**What is required**
Which lines of the records contain the word "Write"? Show each of them.
**** Data records
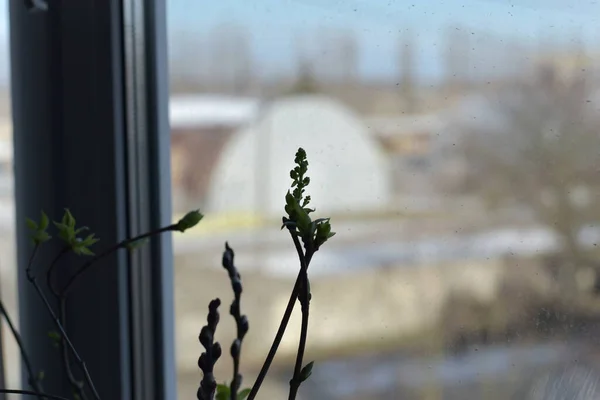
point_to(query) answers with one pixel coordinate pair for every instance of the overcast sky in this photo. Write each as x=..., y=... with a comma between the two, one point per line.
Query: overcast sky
x=274, y=25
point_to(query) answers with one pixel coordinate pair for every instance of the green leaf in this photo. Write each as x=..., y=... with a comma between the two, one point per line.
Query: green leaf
x=31, y=224
x=81, y=229
x=189, y=220
x=244, y=393
x=68, y=219
x=223, y=392
x=306, y=372
x=44, y=221
x=82, y=251
x=89, y=240
x=40, y=237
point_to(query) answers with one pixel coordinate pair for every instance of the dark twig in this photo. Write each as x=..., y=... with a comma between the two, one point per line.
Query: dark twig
x=207, y=359
x=111, y=250
x=33, y=379
x=32, y=393
x=52, y=267
x=241, y=321
x=59, y=326
x=304, y=297
x=280, y=332
x=75, y=383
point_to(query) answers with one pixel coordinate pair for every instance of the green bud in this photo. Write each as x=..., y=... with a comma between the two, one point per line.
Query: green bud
x=190, y=220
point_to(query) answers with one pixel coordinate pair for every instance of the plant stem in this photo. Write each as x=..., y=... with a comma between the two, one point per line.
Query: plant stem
x=280, y=332
x=64, y=335
x=64, y=251
x=75, y=383
x=32, y=393
x=304, y=302
x=33, y=381
x=111, y=250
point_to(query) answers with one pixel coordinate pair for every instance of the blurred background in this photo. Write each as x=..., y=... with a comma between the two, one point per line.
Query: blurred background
x=456, y=146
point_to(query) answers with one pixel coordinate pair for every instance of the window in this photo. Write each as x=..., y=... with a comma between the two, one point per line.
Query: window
x=453, y=279
x=455, y=283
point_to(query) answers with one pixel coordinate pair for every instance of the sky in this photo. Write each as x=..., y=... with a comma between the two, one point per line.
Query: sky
x=276, y=25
********
**Written answer**
point_to(query) answers with one pixel coordinate pair for every instance of the overcast sky in this photo. Write each as x=..., y=... with a comma between the two, one point per line.
point_to(query) answers with one pixel coordinate pair for every instance of the green leaf in this photo. Write each as x=..., y=... with a comma between the two, one point per line.
point_to(query) answers with one pixel coordinate pair for every instance of the dark twig in this photo. Write each as x=..., y=... with a comma between the two, one point per line.
point_to(query) answers with one pixel coordinate pair for every instance of the green bud in this photo. Write each as x=..., y=... with a comma between the two, one point per line.
point_to(query) answers with one pixel coordinate pair for every instance of the plant stem in this photo. Write each as x=..., y=... with a comma between the two, one point per line.
point_to(query) answers with one pixel coordinate pair for every instance of the blurred background in this photo. Write each as x=..., y=... with a comma between the two, one point per line.
point_to(query) answers with one pixel coordinate pair for every instance of the window in this photo. Write each as x=..., y=... with a comma between the two, one point per line.
point_to(query) answers with one pixel coordinate pair for every instance of the sky in this photo. Write each as x=..., y=... with a comma between the two, one point per line.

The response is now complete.